• [The tasks]
a. Translate this sentence from the article about the Phantom Blues Band into Spanish: "There aren’t many blues bands today that can compare with the Phantom Blues Band in terms of either talent or longevity."
b. Swap "terrific" for "excellent" in the article about the Phantom Blues Band and write out the passage between "There aren’t many" and "sounding ridiculously good.", inclusive.

Blues supergroup the Phantom Blues Band is Still Cookin’ with hot new album

There aren’t many blues bands today that can compare with the Phantom Blues Band in terms of either talent or longevity. They may be best known for their role backing the legendary Taj Mahal on several projects — earning two Grammy Awards along the way — over the past three decades, but they’ve also dished out a bunch of terrific music of their own during that time, including their latest release Still Cookin’ (VizzTone Records), which again captures the band sounding ridiculously good.

• [Data extract]
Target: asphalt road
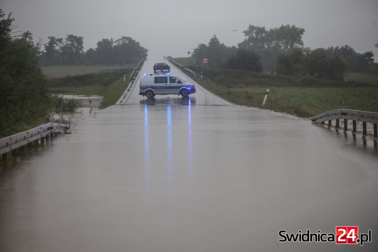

• [Task results]
a. No hay muchas bandas de blues hoy en día que puedan compararse con la Phantom Blues Band en cuanto a talento o longevidad.

b.
There aren’t many blues bands today that can compare with the Phantom Blues Band in terms of either talent or longevity. They may be best known for their role backing the legendary Taj Mahal on several projects — earning two Grammy Awards along the way — over the past three decades, but they’ve also dished out a bunch of excellent music of their own during that time, including their latest release Still Cookin’ (VizzTone Records), which again captures the band sounding ridiculously good.